Go through the listing and copy each line with the string "below".
━━ Data for this task ━━
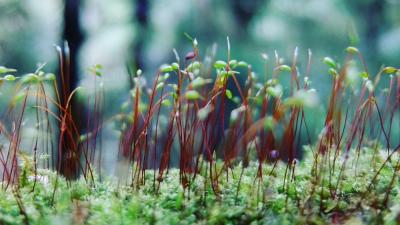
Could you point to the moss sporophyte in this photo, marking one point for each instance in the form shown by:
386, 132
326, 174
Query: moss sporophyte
205, 141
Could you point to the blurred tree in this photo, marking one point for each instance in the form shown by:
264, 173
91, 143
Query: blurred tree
372, 15
72, 34
245, 11
141, 16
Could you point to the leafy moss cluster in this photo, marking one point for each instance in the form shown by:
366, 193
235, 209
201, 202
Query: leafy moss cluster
300, 198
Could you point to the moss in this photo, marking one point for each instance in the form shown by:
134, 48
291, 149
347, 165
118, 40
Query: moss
303, 199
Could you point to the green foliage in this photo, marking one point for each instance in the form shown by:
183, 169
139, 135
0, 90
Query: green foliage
107, 202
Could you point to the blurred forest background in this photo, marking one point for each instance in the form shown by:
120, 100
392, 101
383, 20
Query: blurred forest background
143, 33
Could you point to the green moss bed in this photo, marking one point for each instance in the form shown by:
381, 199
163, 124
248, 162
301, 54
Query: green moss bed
311, 195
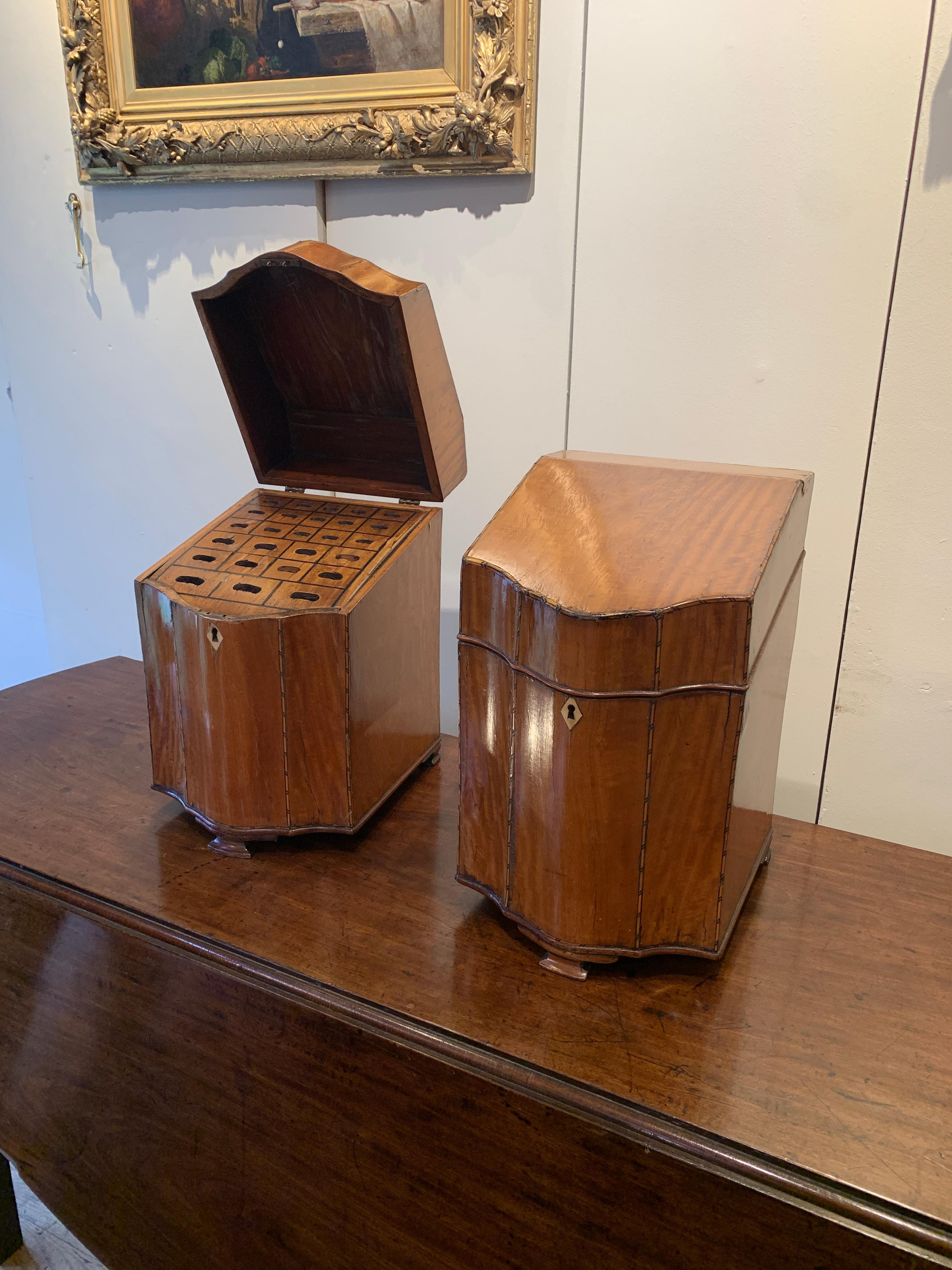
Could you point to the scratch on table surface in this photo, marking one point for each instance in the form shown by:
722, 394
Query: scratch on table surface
870, 1103
856, 1137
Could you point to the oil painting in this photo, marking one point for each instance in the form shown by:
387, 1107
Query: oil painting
226, 41
225, 89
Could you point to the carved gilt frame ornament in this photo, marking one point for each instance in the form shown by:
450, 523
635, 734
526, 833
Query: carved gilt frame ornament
475, 115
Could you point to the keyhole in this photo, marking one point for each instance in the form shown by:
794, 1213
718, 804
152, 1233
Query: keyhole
572, 713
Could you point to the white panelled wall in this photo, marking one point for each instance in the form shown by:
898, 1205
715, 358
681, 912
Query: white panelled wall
890, 763
724, 296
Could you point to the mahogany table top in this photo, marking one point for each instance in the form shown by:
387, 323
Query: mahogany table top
823, 1039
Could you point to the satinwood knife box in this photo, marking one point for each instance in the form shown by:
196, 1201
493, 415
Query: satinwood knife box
292, 644
626, 637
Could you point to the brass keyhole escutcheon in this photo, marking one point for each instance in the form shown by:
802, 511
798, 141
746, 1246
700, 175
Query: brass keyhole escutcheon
572, 714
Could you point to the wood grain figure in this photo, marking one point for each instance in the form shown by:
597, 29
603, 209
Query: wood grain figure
338, 1057
626, 634
292, 646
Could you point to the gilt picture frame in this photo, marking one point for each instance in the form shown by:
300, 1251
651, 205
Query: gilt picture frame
247, 89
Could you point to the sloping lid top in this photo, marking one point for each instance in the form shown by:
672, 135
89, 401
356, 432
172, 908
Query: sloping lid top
610, 534
337, 374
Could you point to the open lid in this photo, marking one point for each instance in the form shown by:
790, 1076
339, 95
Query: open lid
337, 375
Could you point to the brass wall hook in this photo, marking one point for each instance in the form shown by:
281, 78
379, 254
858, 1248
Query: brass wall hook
75, 209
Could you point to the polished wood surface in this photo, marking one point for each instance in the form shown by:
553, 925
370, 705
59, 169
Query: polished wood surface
625, 639
178, 1032
616, 534
304, 710
337, 374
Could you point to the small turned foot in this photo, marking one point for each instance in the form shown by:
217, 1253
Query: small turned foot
230, 848
11, 1235
564, 966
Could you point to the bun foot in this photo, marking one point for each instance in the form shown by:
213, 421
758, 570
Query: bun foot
564, 966
230, 848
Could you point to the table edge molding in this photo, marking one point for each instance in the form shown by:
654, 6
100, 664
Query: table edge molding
847, 1206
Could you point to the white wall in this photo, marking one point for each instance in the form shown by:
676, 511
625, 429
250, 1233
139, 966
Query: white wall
128, 439
734, 270
23, 648
742, 182
890, 763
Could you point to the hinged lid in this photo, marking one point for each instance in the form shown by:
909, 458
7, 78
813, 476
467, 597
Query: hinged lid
337, 374
616, 534
607, 573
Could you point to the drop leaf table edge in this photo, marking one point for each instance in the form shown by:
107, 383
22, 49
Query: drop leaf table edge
336, 1056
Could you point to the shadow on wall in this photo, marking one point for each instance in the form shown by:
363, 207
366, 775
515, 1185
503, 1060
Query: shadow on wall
149, 228
479, 196
938, 157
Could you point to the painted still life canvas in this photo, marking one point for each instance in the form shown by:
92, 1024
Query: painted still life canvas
225, 89
231, 41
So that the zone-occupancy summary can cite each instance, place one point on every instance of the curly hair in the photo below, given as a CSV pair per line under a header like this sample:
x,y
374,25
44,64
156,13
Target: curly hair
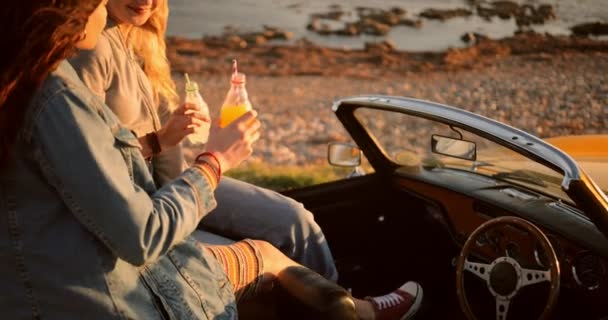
x,y
148,42
39,34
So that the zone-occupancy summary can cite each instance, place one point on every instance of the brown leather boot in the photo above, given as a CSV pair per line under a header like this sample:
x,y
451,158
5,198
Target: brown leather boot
x,y
328,299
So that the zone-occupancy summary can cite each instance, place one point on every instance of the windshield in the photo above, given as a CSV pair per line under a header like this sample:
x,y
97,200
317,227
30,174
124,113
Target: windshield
x,y
406,139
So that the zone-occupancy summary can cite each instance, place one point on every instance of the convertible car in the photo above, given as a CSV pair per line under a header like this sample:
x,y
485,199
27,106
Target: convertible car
x,y
495,223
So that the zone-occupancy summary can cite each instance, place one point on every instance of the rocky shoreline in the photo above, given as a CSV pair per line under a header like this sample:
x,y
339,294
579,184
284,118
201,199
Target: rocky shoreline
x,y
543,84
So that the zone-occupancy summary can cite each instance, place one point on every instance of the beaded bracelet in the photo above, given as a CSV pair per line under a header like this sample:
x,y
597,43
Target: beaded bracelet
x,y
208,172
203,159
152,139
214,157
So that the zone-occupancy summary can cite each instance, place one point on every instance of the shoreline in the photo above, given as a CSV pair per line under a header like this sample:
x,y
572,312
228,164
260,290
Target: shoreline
x,y
545,85
211,56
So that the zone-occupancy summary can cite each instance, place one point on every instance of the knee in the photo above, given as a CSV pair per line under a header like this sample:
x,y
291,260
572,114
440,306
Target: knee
x,y
273,259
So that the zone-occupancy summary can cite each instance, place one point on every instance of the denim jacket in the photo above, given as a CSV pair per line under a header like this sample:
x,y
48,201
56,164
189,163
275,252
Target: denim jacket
x,y
85,234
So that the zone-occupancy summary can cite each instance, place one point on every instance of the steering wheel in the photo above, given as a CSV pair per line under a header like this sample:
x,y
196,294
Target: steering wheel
x,y
505,277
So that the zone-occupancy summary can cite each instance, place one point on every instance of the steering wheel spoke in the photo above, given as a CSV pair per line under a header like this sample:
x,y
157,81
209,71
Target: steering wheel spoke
x,y
502,308
531,276
505,276
481,270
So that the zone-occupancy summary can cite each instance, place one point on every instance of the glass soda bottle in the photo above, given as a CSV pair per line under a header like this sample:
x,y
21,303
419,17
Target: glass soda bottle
x,y
237,101
193,96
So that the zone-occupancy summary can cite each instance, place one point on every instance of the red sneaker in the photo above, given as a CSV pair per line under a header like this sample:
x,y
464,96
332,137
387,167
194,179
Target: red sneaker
x,y
401,304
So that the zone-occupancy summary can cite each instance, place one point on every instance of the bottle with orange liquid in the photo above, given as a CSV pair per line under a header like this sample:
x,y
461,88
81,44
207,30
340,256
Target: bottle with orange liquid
x,y
237,101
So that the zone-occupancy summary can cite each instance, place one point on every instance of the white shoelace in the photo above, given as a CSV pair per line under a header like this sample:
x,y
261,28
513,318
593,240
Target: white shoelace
x,y
389,300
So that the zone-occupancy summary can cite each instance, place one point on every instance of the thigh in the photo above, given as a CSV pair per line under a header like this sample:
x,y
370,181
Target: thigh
x,y
248,211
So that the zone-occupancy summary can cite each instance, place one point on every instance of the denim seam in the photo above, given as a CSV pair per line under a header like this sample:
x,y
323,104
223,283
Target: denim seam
x,y
199,202
22,270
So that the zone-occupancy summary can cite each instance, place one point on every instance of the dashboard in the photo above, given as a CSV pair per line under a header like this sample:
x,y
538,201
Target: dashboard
x,y
462,205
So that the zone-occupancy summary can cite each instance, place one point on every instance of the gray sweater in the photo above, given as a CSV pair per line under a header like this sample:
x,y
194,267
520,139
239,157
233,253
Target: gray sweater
x,y
112,72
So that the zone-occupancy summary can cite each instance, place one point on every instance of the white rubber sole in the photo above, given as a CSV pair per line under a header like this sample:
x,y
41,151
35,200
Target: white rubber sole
x,y
416,305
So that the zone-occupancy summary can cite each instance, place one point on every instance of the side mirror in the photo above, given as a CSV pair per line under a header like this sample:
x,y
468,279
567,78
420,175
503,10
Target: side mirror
x,y
453,147
343,154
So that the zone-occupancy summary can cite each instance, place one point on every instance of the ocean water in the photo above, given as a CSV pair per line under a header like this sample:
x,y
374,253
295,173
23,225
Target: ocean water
x,y
197,18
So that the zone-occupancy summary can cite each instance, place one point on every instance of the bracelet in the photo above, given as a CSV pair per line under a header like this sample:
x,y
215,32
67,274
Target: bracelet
x,y
208,172
203,159
152,139
214,157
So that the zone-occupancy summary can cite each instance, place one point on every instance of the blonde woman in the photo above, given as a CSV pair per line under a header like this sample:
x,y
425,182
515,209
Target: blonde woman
x,y
129,70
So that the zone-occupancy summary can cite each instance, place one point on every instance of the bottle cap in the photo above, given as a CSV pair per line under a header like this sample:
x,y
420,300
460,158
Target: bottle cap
x,y
237,77
190,86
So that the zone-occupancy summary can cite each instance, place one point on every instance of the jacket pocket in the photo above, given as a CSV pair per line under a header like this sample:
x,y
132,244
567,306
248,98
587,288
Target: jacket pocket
x,y
128,145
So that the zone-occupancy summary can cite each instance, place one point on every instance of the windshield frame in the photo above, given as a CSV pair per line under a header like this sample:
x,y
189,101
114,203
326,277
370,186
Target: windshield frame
x,y
579,187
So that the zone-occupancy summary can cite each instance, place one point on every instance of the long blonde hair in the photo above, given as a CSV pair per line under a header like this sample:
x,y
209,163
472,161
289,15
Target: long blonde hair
x,y
148,42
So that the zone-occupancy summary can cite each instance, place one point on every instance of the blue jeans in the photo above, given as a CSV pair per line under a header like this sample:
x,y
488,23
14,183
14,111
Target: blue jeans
x,y
248,211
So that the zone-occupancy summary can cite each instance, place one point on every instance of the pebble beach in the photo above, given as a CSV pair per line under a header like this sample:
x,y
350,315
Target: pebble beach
x,y
543,84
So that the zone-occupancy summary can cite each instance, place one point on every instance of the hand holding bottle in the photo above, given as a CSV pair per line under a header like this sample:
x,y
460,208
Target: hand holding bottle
x,y
183,122
200,108
233,143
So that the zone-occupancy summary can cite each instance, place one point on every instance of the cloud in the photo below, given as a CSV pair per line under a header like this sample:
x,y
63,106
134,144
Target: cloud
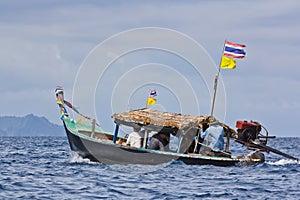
━━━
▶ **The answer**:
So that the zone-occupancy summary can cite each instance, place one point on every instance of the curly hair in the photo below, given as a CSV pair per line under a header like this sample:
So that the zone-occupancy summary can cite each instance, place one point on every instance of the cloud in the photo below, given as a CSV pair per line under a header like this sample:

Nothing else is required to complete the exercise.